Task prompt |
Locate every line in the rows below that contains the word "circular" and copy each of those lines.
====== Records ======
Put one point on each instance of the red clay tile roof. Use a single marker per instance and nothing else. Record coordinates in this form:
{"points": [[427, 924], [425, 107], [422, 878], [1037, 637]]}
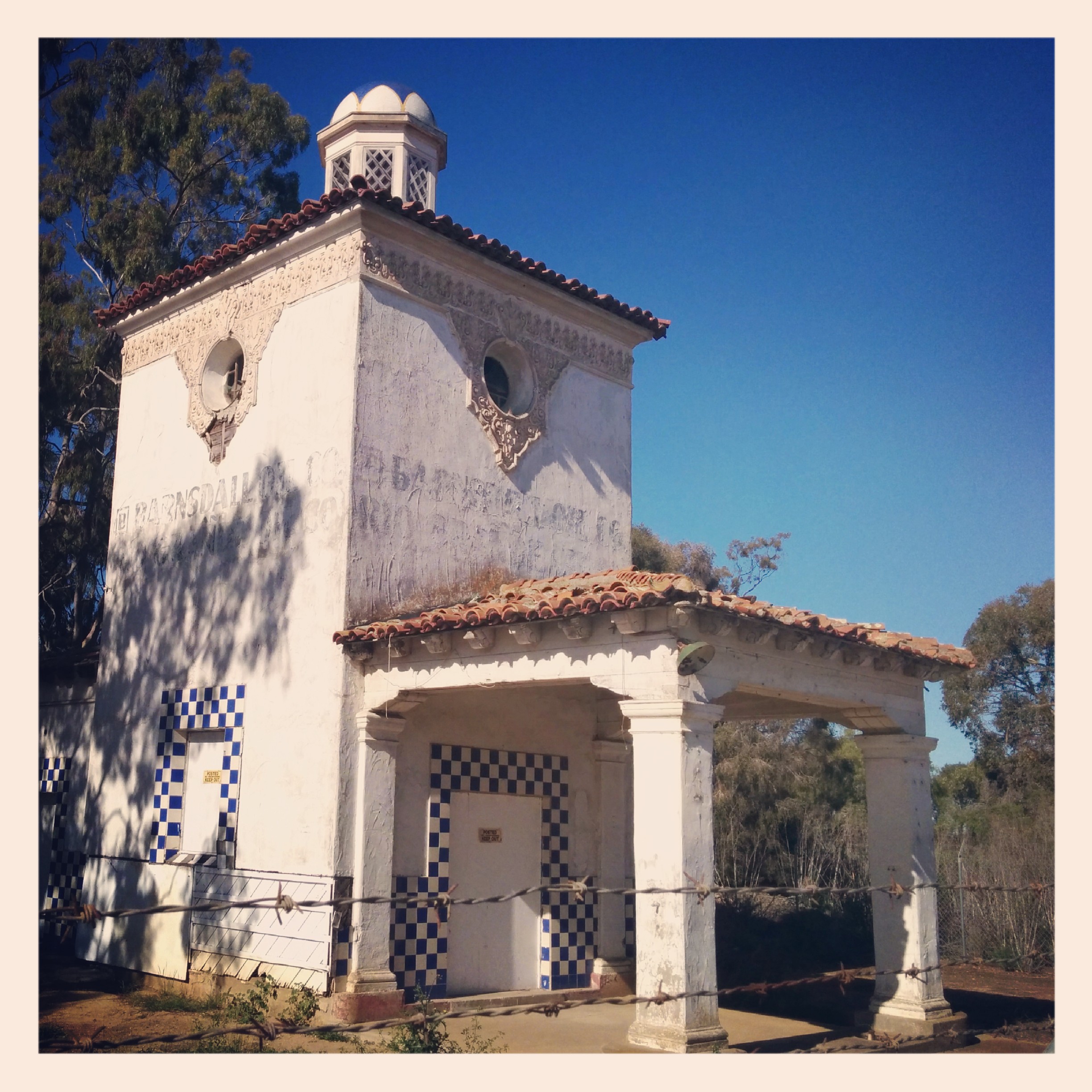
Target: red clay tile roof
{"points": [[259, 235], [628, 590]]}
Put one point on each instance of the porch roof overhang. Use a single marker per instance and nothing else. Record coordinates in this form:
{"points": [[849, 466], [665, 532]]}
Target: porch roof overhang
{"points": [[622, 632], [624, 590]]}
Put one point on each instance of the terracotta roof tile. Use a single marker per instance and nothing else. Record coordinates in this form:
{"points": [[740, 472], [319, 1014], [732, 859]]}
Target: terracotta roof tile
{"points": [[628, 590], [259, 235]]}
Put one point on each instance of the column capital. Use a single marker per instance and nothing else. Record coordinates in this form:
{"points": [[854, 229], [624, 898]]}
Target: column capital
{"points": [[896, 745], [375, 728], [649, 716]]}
======
====== Records ======
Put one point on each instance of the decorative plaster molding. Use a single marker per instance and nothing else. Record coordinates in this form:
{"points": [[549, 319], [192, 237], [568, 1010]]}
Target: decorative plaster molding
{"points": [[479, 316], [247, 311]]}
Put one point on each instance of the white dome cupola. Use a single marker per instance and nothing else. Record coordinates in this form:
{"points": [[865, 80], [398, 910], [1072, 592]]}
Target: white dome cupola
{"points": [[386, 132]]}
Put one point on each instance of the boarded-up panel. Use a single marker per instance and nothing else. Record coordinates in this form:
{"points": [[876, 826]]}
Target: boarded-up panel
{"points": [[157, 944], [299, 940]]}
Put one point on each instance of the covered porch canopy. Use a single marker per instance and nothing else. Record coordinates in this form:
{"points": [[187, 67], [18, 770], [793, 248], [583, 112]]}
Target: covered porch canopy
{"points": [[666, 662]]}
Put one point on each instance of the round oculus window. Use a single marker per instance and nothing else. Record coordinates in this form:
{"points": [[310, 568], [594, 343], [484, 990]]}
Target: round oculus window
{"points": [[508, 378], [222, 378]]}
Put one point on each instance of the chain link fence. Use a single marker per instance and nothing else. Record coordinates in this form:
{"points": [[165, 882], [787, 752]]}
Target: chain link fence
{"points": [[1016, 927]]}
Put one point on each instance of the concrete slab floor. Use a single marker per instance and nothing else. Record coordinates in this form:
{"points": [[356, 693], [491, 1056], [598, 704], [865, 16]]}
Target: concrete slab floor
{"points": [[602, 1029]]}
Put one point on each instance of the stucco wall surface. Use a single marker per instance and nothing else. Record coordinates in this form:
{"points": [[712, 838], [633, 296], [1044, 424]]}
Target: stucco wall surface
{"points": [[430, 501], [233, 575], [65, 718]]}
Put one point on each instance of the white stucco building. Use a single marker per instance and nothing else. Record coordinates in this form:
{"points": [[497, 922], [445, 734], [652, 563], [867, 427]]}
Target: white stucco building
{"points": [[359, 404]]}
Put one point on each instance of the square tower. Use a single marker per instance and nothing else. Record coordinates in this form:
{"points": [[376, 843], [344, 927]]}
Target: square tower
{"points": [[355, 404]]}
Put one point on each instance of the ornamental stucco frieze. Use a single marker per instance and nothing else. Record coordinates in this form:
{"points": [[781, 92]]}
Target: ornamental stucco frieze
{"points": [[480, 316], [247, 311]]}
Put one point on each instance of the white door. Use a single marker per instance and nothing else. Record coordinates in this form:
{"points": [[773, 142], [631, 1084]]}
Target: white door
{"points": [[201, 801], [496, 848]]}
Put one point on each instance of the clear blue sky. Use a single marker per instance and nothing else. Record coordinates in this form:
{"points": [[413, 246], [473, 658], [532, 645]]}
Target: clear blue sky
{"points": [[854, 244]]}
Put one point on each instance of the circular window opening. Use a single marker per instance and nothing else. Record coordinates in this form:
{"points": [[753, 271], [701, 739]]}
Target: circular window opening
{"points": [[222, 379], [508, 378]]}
======
Result of the exercise |
Put one point on each instance of the circular window opening. Use a single marker per instance and nothing else. Record coordinates in this form:
Target: circular window opening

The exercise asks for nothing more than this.